Find the area of the triangle whose vertices are:

(i) $$(2, 3), (-1, 0), (2, -4)$$

(ii) $$(-5, -1), (3, -5), (5, 2)$$

### Solution

Reasoning:

Let $$ABC$$  be any triangle whose vertices are $$A(x_1, y_1)$$, $$B(x_2, y_2)$$ and $$C(x_3, y_3)$$

Area of a triangle

\begin{align} \! = \! \frac{1}{2} \begin{bmatrix} x_1 \left( y_2 \! - \! y_3 \right) \! + \! x_2 \left( y_3 \! - \! y_1 \right) + \\ x_3 \left( y_1 \! - \! y_2 \right) \end{bmatrix} \end{align}

What is the known:

The $$x$$ and $$y$$ co-ordinates of the vertices of the triangle.

What is the Unknown:

The area of the triangle.

Solution:

(i) Given,

• Let  $$A\,(x_1, y_1) = (2, 3)$$
• Let  $$B\,(x_2, y_2) = (-1 , 0)$$
• Let  $$C\,(x_3, y_3) = (2, -4)$$

Area of a triangle

\begin{align} \! = \! \frac{1}{2} \begin{bmatrix} x_1 \left( y_2 \! - \! y_3 \right) \! + \! x_2 \left( y_3 \! - \! y_1 \right) \! + \! \\ x_3 \left( y_1 \! - \! y_2 \right) \end{bmatrix} \cdots (1) \end{align}

By substituting the values of vertices, $$A, B, C$$ in the Equation $$(1)$$,

Area of the given triangle

\begin{align}&= \! \frac{1}{2} \! \begin{bmatrix}2 ( 0 \! - \! ( - 4)) \! + \! ( - 1)(( - 4) \! - \! (3)) \\ + 2(3 \! - \! 0) \end{bmatrix} \\&= \! \frac{1}{2}(8 + 7 + 6)\\ &= \! \frac{{{\text{21}}}}{{\text{2}}}{\text{ Square units }}\end{align}

(ii) Given,

• Let $$A(x_1, y_1) = (-5, -1)$$
• Let $$B(x_2, y_2) = (3, -5)$$
• Let $$C(x_3, y_3) = (5, 2)$$

Area of a triangle

\begin{align}= \! \frac{1}{2} \! \begin{bmatrix} x_1 \left( y_2 \! - \! y_3 \right) \! + \! x_2 \left( y_3 \! - \! y_1 \right) + \\x_3 \left( y_1 \! - \! y_2 \right) \end{bmatrix} \;\; \cdots (1) \end{align}

By substituting the values of vertices, $$A, B, C$$ in the Equation $$(1)$$,

Area of the given triangle

\begin{align} &= \! \frac{1}{2} \begin{bmatrix} ( - 5) (- 5) \! - \! ( - 2) \! + \! 3(2 \! - \! ( - 1)) + \\5 \! - \! 1 \! - \! ( - 5) \end{bmatrix} \\&= \frac{1}{2}(35 \! + \! 9 \! + \! 20) \\ &= \text{32 Square units } \end{align}

## Chapter 7 Ex.7.3 Question 2

In each of the following find the value of ‘$$k$$’, for which the points are collinear.

※ ※ ※

▶ _Given problem_
Carry on the coordinate geometry solution above from its final sentence onward.

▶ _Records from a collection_
※ ※ ※

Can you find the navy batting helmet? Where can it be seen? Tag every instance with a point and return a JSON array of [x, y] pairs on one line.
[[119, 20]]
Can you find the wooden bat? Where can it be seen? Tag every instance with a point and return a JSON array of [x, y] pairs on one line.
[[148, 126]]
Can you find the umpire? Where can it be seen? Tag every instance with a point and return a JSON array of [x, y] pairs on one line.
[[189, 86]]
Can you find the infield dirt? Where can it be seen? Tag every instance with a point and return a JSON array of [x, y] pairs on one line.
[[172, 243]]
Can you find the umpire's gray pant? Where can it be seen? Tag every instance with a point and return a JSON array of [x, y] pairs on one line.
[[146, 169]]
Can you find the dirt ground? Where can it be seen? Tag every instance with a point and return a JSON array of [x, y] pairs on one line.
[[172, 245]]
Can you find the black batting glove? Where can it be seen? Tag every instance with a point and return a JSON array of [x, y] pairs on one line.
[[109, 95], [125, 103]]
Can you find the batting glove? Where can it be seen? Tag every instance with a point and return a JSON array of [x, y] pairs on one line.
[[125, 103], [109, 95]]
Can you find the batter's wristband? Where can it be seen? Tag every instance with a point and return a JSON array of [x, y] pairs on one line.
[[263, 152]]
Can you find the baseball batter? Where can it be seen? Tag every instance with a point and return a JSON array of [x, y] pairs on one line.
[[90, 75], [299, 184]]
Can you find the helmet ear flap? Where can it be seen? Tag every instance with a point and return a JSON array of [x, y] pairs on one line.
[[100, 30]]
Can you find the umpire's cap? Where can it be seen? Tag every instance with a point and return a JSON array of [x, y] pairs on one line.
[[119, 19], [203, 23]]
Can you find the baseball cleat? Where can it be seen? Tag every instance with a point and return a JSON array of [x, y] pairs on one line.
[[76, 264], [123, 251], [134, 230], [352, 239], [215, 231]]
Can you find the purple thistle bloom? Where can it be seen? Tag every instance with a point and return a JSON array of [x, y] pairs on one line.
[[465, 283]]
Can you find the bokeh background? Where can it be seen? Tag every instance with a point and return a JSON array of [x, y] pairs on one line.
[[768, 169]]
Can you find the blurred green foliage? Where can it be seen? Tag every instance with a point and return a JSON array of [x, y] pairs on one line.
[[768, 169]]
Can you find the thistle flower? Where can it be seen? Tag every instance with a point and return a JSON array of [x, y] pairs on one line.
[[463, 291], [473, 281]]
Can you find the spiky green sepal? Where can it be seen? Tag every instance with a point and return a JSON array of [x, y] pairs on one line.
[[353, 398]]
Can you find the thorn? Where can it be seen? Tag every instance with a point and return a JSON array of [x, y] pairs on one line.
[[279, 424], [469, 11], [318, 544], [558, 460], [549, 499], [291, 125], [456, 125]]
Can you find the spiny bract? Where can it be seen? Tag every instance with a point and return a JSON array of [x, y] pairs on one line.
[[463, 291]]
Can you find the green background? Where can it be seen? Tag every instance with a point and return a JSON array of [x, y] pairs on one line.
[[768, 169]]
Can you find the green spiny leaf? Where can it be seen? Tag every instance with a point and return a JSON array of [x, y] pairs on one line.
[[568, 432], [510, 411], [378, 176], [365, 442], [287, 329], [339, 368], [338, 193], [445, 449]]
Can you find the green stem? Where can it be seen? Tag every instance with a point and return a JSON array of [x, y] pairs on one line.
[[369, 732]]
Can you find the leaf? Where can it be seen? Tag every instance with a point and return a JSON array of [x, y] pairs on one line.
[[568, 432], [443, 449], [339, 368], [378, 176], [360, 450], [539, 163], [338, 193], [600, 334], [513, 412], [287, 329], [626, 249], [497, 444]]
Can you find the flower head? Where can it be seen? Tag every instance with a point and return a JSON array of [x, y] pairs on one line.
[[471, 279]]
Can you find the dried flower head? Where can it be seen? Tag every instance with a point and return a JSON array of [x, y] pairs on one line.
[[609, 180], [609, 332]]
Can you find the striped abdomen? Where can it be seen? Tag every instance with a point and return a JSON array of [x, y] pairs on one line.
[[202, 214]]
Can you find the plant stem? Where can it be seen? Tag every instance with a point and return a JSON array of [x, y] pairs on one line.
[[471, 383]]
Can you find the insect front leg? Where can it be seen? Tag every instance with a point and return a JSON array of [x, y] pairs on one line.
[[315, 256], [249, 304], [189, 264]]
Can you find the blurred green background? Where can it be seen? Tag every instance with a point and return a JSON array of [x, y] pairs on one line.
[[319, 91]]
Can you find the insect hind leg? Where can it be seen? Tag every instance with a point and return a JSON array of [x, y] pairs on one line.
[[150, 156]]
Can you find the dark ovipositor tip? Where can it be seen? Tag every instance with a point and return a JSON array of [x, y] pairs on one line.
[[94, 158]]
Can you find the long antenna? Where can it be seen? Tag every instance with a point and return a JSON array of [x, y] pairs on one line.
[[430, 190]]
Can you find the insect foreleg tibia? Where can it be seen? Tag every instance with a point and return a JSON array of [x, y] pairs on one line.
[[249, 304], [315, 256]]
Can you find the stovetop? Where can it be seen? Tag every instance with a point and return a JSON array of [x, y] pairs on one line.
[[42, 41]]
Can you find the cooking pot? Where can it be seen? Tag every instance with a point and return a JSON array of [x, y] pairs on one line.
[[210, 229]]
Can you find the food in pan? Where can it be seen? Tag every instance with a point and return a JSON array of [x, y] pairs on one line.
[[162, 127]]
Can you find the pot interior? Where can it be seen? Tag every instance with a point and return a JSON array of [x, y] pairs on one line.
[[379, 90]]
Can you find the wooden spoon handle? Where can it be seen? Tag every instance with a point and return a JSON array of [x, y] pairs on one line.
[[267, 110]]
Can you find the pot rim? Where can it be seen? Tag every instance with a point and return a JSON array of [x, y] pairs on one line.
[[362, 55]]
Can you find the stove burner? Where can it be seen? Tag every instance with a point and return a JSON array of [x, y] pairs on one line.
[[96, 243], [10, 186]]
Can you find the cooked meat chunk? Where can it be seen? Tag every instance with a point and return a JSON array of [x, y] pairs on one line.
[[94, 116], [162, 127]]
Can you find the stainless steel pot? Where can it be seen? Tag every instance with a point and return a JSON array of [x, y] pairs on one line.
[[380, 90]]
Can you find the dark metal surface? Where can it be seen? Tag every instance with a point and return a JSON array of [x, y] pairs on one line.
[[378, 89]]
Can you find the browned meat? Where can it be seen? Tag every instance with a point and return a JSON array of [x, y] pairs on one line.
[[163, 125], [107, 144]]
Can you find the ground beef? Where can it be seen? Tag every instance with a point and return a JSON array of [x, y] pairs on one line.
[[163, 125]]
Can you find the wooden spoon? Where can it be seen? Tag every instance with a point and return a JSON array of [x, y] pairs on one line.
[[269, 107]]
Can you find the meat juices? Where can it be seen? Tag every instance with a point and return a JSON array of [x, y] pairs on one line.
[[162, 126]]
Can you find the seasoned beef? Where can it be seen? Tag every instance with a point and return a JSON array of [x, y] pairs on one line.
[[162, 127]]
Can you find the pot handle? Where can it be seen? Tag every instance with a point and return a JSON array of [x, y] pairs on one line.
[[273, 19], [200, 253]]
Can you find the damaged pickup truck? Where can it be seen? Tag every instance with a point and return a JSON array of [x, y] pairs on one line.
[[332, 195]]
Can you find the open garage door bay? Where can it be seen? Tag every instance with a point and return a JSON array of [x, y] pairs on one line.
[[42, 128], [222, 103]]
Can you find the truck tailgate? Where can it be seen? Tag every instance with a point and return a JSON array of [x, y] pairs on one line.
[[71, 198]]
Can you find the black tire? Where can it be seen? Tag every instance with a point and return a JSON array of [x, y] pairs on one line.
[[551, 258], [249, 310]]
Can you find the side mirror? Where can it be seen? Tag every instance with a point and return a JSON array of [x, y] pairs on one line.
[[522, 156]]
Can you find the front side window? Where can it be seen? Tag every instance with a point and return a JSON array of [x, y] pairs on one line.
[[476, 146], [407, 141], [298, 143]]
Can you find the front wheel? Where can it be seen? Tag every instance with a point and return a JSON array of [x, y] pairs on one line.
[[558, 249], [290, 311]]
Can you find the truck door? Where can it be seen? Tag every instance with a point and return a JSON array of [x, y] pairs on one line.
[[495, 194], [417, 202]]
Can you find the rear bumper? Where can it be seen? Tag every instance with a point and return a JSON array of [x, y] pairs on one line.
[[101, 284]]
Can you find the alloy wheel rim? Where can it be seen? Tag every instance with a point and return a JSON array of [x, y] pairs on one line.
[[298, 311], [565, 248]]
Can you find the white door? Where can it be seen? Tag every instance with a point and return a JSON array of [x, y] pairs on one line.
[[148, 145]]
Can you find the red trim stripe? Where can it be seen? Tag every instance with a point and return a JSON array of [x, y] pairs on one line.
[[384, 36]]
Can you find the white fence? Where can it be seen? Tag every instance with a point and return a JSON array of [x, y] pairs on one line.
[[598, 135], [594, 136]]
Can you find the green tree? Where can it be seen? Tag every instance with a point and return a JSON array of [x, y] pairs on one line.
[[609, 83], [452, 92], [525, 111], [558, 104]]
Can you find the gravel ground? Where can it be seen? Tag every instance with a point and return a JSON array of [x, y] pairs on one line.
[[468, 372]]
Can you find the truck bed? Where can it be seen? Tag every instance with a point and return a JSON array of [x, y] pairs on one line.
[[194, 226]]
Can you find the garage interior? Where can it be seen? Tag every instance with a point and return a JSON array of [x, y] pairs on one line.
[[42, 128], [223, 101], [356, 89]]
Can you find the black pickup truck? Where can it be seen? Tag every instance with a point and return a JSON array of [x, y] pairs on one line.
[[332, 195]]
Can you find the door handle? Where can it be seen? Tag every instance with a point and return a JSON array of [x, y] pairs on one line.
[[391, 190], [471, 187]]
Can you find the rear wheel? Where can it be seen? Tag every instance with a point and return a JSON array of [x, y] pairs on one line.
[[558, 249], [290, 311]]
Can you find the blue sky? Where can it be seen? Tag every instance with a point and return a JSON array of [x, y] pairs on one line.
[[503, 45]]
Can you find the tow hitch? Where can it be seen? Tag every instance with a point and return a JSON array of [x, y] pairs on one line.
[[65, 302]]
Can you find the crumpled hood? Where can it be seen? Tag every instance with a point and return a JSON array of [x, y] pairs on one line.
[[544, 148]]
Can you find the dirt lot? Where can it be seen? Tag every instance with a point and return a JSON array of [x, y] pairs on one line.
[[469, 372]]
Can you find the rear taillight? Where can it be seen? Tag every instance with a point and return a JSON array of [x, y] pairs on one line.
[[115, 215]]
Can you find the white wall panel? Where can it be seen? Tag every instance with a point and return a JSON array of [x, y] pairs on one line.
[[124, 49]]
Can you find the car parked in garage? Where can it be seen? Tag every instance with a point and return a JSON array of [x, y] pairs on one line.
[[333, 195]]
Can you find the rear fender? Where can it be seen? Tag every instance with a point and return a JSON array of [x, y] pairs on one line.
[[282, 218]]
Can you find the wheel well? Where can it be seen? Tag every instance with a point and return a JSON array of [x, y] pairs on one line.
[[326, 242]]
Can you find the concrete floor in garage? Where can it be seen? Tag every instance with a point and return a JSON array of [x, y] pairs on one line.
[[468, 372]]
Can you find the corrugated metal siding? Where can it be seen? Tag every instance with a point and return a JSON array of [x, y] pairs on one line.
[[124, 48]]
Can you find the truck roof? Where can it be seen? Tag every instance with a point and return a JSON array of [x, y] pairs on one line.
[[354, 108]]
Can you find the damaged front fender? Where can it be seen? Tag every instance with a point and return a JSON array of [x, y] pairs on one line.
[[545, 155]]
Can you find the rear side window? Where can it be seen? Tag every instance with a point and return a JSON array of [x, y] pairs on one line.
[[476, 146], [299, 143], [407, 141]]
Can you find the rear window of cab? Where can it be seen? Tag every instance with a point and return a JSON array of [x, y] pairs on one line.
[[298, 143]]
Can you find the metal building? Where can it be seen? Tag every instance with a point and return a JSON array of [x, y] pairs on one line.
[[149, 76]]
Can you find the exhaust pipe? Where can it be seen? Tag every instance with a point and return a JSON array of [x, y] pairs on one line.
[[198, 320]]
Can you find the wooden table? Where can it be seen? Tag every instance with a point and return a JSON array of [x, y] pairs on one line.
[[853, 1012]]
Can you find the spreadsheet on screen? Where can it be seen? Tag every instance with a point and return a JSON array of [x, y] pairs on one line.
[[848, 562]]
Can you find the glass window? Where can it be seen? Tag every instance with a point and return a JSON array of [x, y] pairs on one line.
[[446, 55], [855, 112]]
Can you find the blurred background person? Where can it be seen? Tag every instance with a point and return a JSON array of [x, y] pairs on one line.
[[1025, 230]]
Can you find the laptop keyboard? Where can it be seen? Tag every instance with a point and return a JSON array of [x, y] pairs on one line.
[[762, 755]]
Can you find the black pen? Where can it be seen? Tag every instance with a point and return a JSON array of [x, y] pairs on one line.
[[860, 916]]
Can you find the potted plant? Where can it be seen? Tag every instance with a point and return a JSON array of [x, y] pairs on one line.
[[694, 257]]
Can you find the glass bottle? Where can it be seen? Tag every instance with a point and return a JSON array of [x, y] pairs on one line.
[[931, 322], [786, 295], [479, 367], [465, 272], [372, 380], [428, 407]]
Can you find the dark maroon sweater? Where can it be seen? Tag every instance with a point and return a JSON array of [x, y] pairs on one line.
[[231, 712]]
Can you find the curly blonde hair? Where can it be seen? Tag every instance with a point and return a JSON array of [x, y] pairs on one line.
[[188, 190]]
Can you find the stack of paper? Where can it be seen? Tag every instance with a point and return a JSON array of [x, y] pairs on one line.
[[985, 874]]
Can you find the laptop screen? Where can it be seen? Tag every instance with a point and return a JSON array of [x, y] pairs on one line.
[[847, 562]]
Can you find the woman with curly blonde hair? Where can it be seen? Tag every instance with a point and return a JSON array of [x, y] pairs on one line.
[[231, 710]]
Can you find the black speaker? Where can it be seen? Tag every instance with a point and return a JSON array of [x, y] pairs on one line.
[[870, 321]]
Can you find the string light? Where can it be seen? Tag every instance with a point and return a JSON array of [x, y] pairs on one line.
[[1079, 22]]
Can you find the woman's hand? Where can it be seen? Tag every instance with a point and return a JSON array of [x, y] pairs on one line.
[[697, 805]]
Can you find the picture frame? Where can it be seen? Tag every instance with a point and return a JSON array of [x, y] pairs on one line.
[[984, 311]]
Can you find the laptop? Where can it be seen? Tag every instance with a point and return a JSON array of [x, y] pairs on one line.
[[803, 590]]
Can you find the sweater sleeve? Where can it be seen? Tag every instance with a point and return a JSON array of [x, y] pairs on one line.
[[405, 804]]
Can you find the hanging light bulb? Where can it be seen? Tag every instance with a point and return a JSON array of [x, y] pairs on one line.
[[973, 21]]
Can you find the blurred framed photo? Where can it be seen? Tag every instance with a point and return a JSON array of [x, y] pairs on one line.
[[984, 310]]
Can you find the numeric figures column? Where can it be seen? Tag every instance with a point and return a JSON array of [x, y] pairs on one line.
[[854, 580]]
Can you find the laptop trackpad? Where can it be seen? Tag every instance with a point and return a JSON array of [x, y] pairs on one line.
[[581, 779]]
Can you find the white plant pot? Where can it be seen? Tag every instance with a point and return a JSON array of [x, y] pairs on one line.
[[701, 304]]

※ ※ ※

▶ _Response for this exercise_
(i) $$(7, -2), (5, 1), (3, -k)$$

(ii) $$(8, 1), (k, -4), (2, -5)$$

### Solution

Reasoning:

Three or more points are said to be collinear if they lie on a single straight line .

What is Known:

The $$x$$ and $$y$$ co-ordinates of the points.

What is  Unknown:

The value of ‘$$k$$’, for which the points are collinear.

Solution:

(i) Given,

• Let A $$(x_1, y_1) = (7, -2)$$
• Let B $$(x_2, y_2) = (5 , 1)$$
• Let C $$(x_3, y_3) = (3, -k)$$

\begin{align} & =\frac{1}{2} \begin{bmatrix} x_1 \left( y_2 - y_3 \right) \\ + x_2 \left( y_3 - y_1 \right) \\ + x_3 \left( y_1 - y_2 \right) \end{bmatrix} \\ &= 0\end{align}

(For Collinear Points)

By substituting the values of vertices, $$A, B, C$$ in the Equation $$(1)$$,

\begin{align}\frac{1}{2} \begin{bmatrix} 7(1 \! - \! k) \! + \! 5(k \! - \! ( - 2)) \! + \! \\ 3(( - 2) \! - \! 1) \end{bmatrix} \! = \! 0 \\ \begin{bmatrix} 7 \! - \! 7k \! + \! 5k \! + \! 10 \! - \! 9 \end{bmatrix} \! = \! 0 \\ - 2k \! + \! 8 \! = \! 0 \\ k \! = \! 4 \end{align}

Hence the given points are collinear for \begin{align}k = 4\end{align}

(ii) Given,

• Let A $$(x_1, y_1) = (8, 1)$$
• Let B $$(x_2, y_2) = (k , -4)$$
• Let C $$(x_3, y_3) = (2, -5)$$

\begin{align} & = \! \frac{1}{2} \! \begin{bmatrix} x_1 \left( y_2 \! - \! y_3 \right) \! + \! x_2 \left( y_3 \! - \! y_1 \right) \! + \! \\ x_3 \left( y_1 \! - \! y_2 \right) \end{bmatrix} \\ &= \! 0 \end{align}

(For Collinear Points)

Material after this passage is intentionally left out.